=== Exercise instructions ===
Print each record exactly as it appears, but drop the images.

Stored data entries:
*** Block opens ***
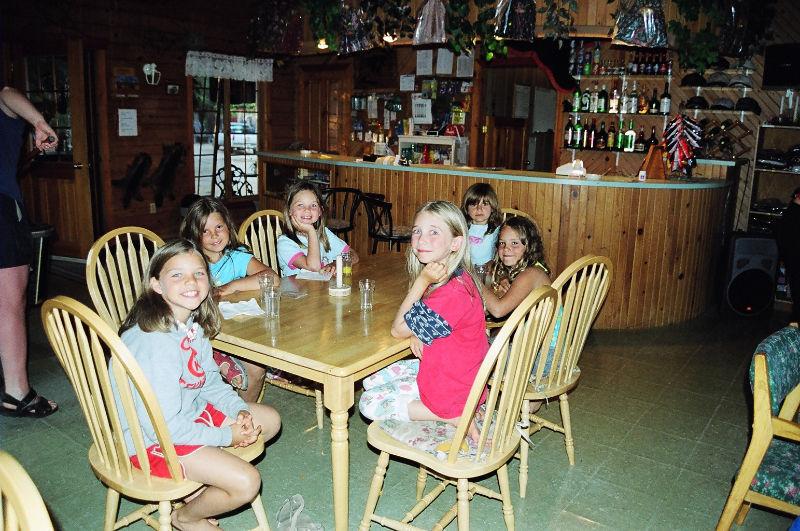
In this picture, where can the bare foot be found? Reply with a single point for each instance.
(199, 525)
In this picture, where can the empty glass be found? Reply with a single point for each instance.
(367, 288)
(271, 298)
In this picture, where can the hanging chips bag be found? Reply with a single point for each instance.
(516, 20)
(430, 27)
(640, 23)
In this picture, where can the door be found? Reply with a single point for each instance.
(325, 108)
(56, 187)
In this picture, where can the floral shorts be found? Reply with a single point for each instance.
(388, 392)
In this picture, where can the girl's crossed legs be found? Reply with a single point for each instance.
(231, 482)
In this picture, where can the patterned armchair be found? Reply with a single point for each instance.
(770, 472)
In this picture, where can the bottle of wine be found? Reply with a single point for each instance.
(568, 132)
(577, 135)
(602, 100)
(640, 141)
(654, 103)
(666, 100)
(630, 138)
(601, 141)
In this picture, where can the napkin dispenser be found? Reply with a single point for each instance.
(573, 169)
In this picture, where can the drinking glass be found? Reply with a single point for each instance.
(367, 288)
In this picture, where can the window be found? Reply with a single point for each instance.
(47, 86)
(214, 123)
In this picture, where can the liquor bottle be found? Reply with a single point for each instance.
(568, 131)
(601, 141)
(630, 138)
(666, 101)
(653, 140)
(633, 100)
(613, 101)
(640, 143)
(577, 136)
(586, 99)
(644, 105)
(592, 135)
(602, 100)
(620, 142)
(611, 143)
*** Block closes ***
=== Response below ===
In this picture, where can the bare foot be found? Reply with a single point for each instance.
(199, 525)
In this picture, where can the empty glass be found? Reply with a single point for each instance.
(367, 288)
(271, 298)
In this picture, where can the hanging chips bag be found? Reply with a single point for each instance.
(516, 20)
(430, 27)
(640, 23)
In this picture, where can the door be found? Reply with a single point for each instance.
(325, 108)
(56, 187)
In this picture, where can the floral shorts be found? Reply with a single point for each instance.
(388, 392)
In this picture, where can the girl's crossed legs be found? Reply with a single point for each instance.
(231, 482)
In this picture, where can the patterned armchair be found? Reply with a single point for each instance.
(770, 472)
In this picture, where can the bottle of wine be found? Reply with a single point for each instance.
(568, 132)
(577, 135)
(602, 100)
(640, 141)
(654, 103)
(666, 100)
(630, 138)
(601, 141)
In this picture, where can the napkin dispenser be found? Reply with a single point for each instance.
(573, 169)
In this picture, where can the drinking glass be found? Reply with a single point for each instance.
(367, 288)
In this picture, where can the window be found? Reply with a single point for each instance.
(47, 86)
(214, 123)
In this picture, where can the liquor bottle be found? Reply with a single point for each instance.
(568, 131)
(601, 141)
(630, 138)
(666, 101)
(653, 140)
(633, 100)
(613, 101)
(640, 143)
(577, 136)
(586, 99)
(644, 105)
(592, 135)
(602, 100)
(620, 142)
(611, 143)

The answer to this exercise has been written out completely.